* What is required
Lines before the one containing "of the computer" are excluded; print that line and every line after it through the end of the material below, exactly.

=-=-=-=-=

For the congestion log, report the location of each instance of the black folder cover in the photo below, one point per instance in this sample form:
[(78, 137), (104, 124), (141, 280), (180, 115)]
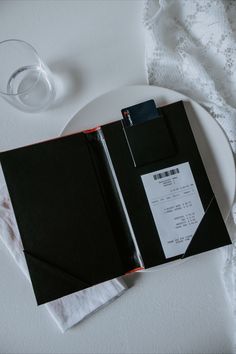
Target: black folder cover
[(81, 208)]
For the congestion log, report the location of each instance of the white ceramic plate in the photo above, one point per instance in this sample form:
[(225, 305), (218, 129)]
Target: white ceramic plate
[(212, 142)]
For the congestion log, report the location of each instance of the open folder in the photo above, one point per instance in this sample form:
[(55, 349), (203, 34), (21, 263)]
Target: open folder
[(101, 203)]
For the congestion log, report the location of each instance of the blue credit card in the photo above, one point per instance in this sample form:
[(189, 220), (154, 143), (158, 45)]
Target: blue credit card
[(140, 113)]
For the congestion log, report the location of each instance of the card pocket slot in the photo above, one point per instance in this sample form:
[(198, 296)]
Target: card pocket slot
[(149, 141)]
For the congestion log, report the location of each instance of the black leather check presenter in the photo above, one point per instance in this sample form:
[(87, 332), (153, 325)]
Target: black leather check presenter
[(98, 204)]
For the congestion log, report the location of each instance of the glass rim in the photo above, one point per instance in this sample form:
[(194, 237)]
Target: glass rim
[(40, 66)]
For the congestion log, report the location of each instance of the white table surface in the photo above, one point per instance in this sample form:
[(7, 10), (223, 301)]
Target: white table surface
[(96, 46)]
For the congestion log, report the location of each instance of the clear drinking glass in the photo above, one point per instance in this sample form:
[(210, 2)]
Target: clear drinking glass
[(25, 81)]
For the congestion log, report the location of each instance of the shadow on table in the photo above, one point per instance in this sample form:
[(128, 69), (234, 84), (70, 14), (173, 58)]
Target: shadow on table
[(68, 82)]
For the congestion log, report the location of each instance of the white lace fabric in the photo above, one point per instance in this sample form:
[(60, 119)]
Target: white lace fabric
[(191, 48)]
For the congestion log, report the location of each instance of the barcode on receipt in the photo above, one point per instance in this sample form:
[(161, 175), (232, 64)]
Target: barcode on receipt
[(174, 171)]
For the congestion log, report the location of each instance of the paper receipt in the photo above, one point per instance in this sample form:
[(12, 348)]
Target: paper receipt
[(175, 205)]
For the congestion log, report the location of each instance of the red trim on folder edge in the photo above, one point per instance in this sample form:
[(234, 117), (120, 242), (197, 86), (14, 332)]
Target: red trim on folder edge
[(134, 270), (91, 130)]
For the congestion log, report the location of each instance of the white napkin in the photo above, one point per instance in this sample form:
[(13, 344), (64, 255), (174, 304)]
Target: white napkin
[(191, 48), (70, 309)]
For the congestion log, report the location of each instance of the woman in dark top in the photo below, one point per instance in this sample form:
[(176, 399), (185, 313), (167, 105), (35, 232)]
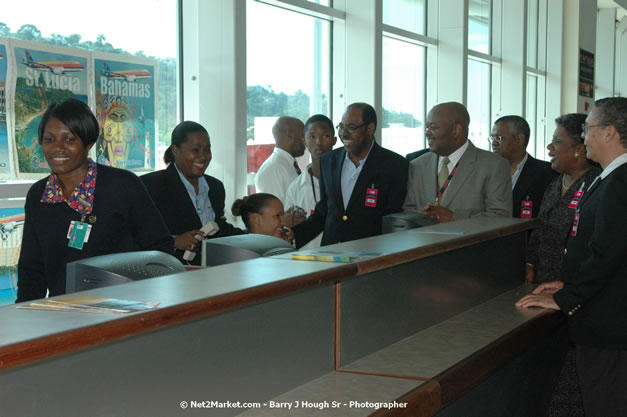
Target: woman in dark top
[(262, 213), (185, 196), (568, 157), (82, 209)]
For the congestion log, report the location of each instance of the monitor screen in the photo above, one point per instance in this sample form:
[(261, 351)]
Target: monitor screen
[(224, 250), (118, 268)]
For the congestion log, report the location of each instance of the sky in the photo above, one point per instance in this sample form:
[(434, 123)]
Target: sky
[(133, 25)]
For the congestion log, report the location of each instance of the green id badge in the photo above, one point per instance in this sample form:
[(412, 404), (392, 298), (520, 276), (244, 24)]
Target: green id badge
[(77, 235)]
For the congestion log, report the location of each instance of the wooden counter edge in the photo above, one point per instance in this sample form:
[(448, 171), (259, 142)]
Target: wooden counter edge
[(390, 260), (151, 320)]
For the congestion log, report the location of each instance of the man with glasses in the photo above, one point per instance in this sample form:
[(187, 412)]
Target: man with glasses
[(359, 183), (594, 291), (530, 176), (456, 180)]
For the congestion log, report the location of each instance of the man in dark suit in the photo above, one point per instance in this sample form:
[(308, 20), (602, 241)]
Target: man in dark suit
[(359, 183), (530, 176), (594, 289)]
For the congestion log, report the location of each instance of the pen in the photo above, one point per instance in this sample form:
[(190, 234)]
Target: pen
[(321, 258)]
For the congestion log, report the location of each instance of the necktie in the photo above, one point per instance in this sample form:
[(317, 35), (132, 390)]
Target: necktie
[(443, 175)]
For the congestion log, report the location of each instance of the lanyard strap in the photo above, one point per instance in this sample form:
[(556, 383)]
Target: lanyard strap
[(313, 189), (446, 183)]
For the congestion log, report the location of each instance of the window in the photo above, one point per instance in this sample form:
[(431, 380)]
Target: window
[(479, 25), (287, 74), (402, 124), (408, 15), (479, 81)]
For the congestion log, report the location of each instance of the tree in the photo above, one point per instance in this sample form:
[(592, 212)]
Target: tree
[(28, 32)]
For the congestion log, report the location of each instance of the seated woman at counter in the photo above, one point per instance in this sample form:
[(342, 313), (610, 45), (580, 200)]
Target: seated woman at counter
[(186, 197), (568, 157), (81, 209), (262, 214)]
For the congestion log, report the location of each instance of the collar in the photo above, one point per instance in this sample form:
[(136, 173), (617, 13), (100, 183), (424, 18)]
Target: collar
[(82, 199), (284, 154), (455, 156), (203, 187), (613, 165), (361, 161)]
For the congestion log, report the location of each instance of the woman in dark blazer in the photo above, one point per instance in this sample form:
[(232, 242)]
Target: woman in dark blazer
[(185, 196)]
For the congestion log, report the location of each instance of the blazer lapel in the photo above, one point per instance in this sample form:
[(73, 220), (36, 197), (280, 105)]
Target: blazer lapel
[(176, 189), (337, 175), (364, 179)]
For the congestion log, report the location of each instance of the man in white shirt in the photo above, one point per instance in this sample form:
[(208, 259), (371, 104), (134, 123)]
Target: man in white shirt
[(304, 191), (281, 168), (456, 180), (530, 176)]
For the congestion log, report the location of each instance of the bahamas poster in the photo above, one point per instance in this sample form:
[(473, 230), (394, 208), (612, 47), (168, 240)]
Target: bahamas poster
[(125, 103), (4, 104), (45, 74)]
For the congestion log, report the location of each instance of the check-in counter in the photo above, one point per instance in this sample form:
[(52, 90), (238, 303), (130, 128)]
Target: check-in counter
[(428, 322)]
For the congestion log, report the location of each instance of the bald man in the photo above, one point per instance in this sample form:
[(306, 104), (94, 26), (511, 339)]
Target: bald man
[(456, 180), (280, 169)]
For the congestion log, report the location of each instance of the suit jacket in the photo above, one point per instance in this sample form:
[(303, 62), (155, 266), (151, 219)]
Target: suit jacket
[(595, 266), (413, 155), (481, 185), (535, 176), (177, 209), (384, 170), (123, 219)]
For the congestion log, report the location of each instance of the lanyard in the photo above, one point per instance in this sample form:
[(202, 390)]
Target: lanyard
[(313, 189), (446, 183)]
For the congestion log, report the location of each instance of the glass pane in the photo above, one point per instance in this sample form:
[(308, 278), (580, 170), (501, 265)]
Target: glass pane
[(291, 78), (479, 103), (403, 94), (532, 112), (405, 14), (479, 25), (114, 32), (532, 33)]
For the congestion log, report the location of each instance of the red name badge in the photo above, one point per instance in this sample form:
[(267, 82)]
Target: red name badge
[(371, 197), (526, 209), (575, 200), (573, 232)]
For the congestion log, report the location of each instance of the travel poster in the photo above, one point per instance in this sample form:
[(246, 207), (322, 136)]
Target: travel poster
[(125, 103), (45, 74), (4, 130)]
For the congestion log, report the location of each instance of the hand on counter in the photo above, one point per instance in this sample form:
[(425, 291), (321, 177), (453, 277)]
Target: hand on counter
[(441, 214), (187, 240)]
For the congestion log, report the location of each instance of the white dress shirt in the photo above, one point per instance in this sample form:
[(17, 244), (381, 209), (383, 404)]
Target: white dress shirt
[(303, 194), (276, 174)]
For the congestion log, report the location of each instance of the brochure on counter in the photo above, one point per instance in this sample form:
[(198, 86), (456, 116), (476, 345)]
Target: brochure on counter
[(90, 305)]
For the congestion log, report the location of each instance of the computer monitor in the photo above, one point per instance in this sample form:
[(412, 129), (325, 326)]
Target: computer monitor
[(399, 222), (225, 250), (119, 268)]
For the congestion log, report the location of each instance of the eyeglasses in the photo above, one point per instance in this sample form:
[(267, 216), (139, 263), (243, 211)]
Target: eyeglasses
[(349, 128), (496, 138), (585, 127)]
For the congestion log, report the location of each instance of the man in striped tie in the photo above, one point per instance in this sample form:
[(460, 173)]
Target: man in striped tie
[(456, 180)]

=-=-=-=-=

* Exercise answer
For the congestion log, report the location of each instance of the computer monitor in the photo above, one point per instance in this sample form:
[(412, 129), (325, 326)]
Target: computer monitor
[(399, 222), (225, 250), (119, 268)]
For the congestion log, report the location of each instance of the eyeglasses in the photo above, one point per instance in this sample form:
[(267, 216), (139, 263), (243, 211)]
Target: eyeglasses
[(349, 128), (496, 138), (585, 127)]
For the congestion log, report the location of each instance of the man in striped tie in the photo above, one point per instance in this sample form:
[(460, 173)]
Target: man in striped tie
[(456, 180)]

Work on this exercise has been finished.